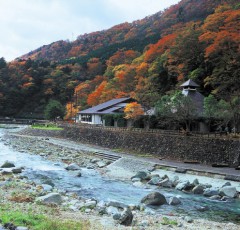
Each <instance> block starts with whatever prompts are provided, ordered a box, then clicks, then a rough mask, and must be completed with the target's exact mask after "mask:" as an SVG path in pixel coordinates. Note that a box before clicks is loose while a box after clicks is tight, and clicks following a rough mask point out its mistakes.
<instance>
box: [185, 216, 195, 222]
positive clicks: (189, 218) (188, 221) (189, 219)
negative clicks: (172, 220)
mask: <svg viewBox="0 0 240 230" xmlns="http://www.w3.org/2000/svg"><path fill="white" fill-rule="evenodd" d="M184 220H185V221H187V222H188V223H192V222H193V218H192V217H190V216H185V218H184Z"/></svg>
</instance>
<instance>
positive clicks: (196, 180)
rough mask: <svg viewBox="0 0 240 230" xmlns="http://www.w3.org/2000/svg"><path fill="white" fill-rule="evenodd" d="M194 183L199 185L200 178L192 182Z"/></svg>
mask: <svg viewBox="0 0 240 230" xmlns="http://www.w3.org/2000/svg"><path fill="white" fill-rule="evenodd" d="M192 184H193V185H195V186H197V185H199V181H198V179H197V178H196V179H195V180H194V181H193V182H192Z"/></svg>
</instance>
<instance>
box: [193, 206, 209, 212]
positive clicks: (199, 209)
mask: <svg viewBox="0 0 240 230" xmlns="http://www.w3.org/2000/svg"><path fill="white" fill-rule="evenodd" d="M195 208H196V210H198V211H199V212H205V211H208V210H209V207H208V206H196V207H195Z"/></svg>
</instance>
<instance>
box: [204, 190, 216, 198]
mask: <svg viewBox="0 0 240 230" xmlns="http://www.w3.org/2000/svg"><path fill="white" fill-rule="evenodd" d="M203 195H204V196H207V197H211V196H215V195H219V191H218V190H217V189H214V188H207V189H205V190H204V193H203Z"/></svg>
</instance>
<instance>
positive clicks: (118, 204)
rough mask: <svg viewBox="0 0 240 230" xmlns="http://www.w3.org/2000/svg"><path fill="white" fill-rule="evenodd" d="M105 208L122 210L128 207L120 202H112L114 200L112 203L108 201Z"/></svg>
mask: <svg viewBox="0 0 240 230" xmlns="http://www.w3.org/2000/svg"><path fill="white" fill-rule="evenodd" d="M107 206H112V207H115V208H122V209H124V208H127V207H128V205H126V204H124V203H122V202H118V201H114V200H113V201H109V202H108V203H107Z"/></svg>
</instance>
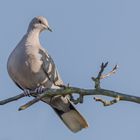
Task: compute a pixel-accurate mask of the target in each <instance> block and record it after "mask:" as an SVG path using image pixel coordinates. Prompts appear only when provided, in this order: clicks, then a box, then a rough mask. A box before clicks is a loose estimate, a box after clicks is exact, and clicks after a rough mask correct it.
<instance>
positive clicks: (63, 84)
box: [55, 84, 69, 89]
mask: <svg viewBox="0 0 140 140" xmlns="http://www.w3.org/2000/svg"><path fill="white" fill-rule="evenodd" d="M55 86H58V87H60V88H64V89H66V88H67V87H69V84H67V85H64V84H59V85H58V84H55Z"/></svg>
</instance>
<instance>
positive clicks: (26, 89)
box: [23, 89, 31, 97]
mask: <svg viewBox="0 0 140 140" xmlns="http://www.w3.org/2000/svg"><path fill="white" fill-rule="evenodd" d="M23 94H24V96H28V97H30V96H31V92H30V90H29V89H24V92H23Z"/></svg>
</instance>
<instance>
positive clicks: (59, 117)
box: [7, 16, 88, 133]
· · · ·
Lines of the listing above that include the string "before" should each be copied.

§ Final answer
Each <instance> block starts with whatever prompts are provided, ordered a box, then clicks, then a rough mask, and must be completed with the target's exact mask after "mask:" as an SVG path in pixel coordinates. Note that a box before clicks is loose while a box after clicks is tight, and clicks following a rough mask point out its mistakes.
Task: compute a pixel-accurate mask of the target in each <instance> block and record it after "mask:" as an SVG path using image pixel coordinates. Prompts appear only when provided, in this order: clicks, then a box, then a rough mask. A box before clicks is a loose estimate, a box after clicks is exact, and clicks after a rough mask correct it.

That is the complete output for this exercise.